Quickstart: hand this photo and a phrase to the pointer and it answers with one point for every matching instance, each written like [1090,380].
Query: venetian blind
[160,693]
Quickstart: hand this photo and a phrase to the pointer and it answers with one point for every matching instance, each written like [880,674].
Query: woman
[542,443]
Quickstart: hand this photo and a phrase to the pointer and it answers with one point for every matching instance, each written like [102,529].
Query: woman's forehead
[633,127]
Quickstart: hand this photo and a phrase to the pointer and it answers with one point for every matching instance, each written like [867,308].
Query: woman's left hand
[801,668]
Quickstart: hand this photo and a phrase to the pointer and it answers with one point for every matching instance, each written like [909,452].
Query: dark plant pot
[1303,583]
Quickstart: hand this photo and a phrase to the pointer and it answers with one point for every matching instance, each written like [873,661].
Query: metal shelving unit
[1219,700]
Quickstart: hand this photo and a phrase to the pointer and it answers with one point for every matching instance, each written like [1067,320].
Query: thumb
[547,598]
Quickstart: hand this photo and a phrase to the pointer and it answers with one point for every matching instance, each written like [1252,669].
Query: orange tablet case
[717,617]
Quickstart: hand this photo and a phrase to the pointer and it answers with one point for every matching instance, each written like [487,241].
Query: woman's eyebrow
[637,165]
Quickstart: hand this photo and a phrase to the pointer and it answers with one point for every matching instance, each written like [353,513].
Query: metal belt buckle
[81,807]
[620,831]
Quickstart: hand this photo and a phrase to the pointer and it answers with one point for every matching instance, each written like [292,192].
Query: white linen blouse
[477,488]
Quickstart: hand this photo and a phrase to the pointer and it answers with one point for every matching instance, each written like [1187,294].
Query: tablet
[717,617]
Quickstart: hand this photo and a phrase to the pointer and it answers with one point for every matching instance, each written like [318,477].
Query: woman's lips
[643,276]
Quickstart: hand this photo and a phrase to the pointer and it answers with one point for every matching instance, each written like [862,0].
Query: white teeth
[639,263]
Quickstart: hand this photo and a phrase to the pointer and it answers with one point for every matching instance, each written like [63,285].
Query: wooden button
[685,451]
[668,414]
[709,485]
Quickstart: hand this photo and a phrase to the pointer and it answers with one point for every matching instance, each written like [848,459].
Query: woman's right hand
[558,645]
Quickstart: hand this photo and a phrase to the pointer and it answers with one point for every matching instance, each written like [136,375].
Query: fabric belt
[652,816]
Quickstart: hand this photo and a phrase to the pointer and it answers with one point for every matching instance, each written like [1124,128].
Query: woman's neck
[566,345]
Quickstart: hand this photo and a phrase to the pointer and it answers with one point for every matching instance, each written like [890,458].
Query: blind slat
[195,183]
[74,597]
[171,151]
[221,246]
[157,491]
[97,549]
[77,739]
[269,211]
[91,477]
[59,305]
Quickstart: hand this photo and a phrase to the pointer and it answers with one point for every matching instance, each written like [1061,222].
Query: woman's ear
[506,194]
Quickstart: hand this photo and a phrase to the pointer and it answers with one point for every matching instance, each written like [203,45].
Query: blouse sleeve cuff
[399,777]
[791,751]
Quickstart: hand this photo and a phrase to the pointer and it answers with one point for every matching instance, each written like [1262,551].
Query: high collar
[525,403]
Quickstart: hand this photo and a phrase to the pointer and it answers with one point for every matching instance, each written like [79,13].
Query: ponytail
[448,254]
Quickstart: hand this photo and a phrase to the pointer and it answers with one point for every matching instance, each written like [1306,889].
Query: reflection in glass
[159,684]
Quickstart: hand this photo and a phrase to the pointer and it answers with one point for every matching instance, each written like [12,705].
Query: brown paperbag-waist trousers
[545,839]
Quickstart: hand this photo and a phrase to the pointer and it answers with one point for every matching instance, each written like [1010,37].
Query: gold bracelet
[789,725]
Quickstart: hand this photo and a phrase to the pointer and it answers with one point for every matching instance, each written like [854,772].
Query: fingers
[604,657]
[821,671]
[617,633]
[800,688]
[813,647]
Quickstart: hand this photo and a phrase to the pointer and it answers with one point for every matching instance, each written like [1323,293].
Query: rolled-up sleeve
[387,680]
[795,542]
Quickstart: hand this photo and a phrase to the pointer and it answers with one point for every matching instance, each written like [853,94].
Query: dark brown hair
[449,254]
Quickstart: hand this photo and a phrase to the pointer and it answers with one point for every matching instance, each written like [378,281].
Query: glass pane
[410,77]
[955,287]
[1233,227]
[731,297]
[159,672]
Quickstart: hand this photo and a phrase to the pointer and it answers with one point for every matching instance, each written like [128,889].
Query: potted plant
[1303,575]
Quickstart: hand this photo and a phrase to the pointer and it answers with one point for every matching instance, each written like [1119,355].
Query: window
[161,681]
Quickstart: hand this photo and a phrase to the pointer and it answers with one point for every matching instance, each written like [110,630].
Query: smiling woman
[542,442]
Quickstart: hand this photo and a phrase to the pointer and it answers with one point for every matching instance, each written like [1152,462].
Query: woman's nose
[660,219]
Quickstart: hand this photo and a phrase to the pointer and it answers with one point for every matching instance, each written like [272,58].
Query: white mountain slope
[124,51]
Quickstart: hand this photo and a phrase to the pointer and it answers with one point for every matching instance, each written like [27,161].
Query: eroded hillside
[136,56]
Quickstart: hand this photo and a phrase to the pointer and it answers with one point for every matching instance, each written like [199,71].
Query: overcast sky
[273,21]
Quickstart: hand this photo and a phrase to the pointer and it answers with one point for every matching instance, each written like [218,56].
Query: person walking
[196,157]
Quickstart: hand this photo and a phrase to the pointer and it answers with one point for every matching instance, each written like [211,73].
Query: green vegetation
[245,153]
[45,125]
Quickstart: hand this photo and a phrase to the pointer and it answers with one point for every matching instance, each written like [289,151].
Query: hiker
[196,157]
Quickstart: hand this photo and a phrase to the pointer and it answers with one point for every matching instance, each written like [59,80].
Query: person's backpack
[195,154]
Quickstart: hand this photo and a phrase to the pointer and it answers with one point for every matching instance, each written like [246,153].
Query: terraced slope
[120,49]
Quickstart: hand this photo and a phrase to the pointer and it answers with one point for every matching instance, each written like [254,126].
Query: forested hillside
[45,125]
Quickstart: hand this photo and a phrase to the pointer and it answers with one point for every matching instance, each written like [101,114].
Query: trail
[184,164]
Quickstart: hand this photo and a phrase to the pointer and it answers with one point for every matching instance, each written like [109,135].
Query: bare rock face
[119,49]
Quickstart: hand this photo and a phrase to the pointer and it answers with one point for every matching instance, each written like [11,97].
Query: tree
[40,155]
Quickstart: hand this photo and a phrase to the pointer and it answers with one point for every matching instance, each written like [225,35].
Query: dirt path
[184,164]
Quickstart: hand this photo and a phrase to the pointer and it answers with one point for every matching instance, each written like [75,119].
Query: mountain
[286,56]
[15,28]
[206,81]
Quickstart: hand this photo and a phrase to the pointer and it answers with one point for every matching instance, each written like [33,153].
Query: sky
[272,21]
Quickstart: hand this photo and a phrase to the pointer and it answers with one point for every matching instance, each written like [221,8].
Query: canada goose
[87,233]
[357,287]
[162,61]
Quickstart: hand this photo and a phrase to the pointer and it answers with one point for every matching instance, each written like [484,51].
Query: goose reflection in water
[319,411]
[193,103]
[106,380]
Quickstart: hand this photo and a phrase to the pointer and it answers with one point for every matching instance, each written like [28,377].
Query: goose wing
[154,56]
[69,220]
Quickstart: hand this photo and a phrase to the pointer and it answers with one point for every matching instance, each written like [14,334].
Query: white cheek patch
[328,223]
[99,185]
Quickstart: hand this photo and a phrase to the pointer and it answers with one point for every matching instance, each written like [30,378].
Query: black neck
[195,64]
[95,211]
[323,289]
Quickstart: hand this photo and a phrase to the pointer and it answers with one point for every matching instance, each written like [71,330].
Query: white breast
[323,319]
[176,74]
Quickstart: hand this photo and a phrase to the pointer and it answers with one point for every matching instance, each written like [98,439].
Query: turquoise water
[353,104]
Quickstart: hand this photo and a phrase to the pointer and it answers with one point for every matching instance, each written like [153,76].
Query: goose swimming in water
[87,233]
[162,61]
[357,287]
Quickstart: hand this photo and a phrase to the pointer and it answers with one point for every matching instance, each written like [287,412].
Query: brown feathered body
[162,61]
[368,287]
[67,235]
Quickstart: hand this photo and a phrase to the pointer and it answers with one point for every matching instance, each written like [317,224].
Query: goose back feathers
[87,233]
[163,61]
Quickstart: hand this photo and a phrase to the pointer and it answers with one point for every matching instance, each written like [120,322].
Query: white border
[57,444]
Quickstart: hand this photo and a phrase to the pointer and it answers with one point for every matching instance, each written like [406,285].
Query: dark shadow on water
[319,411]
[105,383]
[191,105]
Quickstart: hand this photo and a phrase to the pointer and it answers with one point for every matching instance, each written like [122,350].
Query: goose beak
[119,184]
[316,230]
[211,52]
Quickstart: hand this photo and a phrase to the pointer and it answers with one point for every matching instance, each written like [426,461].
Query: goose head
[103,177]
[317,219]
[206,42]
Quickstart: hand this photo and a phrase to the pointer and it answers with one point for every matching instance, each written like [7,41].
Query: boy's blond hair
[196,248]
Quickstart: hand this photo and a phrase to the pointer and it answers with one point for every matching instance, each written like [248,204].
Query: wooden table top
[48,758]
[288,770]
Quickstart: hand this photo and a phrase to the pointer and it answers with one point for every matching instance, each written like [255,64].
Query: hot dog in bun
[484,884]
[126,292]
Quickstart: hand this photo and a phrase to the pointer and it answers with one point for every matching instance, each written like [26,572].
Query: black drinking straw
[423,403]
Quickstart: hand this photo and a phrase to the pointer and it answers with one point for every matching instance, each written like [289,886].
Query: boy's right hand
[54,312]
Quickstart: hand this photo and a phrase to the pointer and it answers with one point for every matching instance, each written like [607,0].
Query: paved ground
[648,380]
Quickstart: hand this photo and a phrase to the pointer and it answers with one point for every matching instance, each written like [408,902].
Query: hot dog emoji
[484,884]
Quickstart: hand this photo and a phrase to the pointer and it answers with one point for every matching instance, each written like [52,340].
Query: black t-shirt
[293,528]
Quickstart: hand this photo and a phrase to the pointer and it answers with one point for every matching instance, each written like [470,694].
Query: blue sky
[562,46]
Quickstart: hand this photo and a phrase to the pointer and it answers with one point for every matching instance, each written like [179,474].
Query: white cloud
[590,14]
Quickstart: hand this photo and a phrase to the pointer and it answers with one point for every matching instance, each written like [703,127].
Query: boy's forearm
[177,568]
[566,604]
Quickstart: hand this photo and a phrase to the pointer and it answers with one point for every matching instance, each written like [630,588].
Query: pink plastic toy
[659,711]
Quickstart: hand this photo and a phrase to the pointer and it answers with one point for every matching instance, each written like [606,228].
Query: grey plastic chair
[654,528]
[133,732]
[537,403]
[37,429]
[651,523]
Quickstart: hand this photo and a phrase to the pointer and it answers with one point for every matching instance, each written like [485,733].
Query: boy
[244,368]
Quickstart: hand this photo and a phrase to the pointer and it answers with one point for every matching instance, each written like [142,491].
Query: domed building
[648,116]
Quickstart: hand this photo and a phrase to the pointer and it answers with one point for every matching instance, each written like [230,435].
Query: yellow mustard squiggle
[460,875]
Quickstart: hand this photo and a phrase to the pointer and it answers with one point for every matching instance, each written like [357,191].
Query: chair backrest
+-------+
## TASK PROMPT
In the listing above, find the line containing "written like [470,694]." and please quote exactly that line through the last one, and no other lines.

## THE SOLUTION
Quickstart: hand this photo and a phrase to the pointer and it answers with one point for every matching instance, each written like [470,694].
Query: blue sky
[562,46]
Quickstart: hand this photo and a phrase to the pointer and it answers with one point for every matching instance, each written like [179,474].
Query: white cloud
[590,14]
Quickstart: hand this photo and a phrase to the pointer and it answers with one point for every matching instance, each written like [703,127].
Query: boy's forearm
[177,568]
[566,604]
Quickstart: hand this photo and a phrase to the pointer and it answers with one point for every matching instance, each written like [630,588].
Query: pink plastic toy
[659,711]
Quickstart: hand this photo and a phrase to the pointer and it answers with one point for every matching instance, each written like [606,228].
Query: grey plastic chair
[654,528]
[133,732]
[537,403]
[37,429]
[651,523]
Quickstart: hand this photo and a phrase to the pointer and it answers with one point for every matching instance, each written like [485,733].
Query: boy
[244,368]
Quickstart: hand this photo and a phrase to the pointer and it answers with one point for every matching instance, each written like [142,491].
Query: domed building
[648,116]
Quickstart: hand this photo and a phrase to the pointer and it answers with one point for every matching instance, each written like [230,435].
Query: yellow mustard squiggle
[460,875]
Quickstart: hand this photo and a phrase to the pointer and it answers with one point for every matching instance, each written like [357,191].
Query: chair backrest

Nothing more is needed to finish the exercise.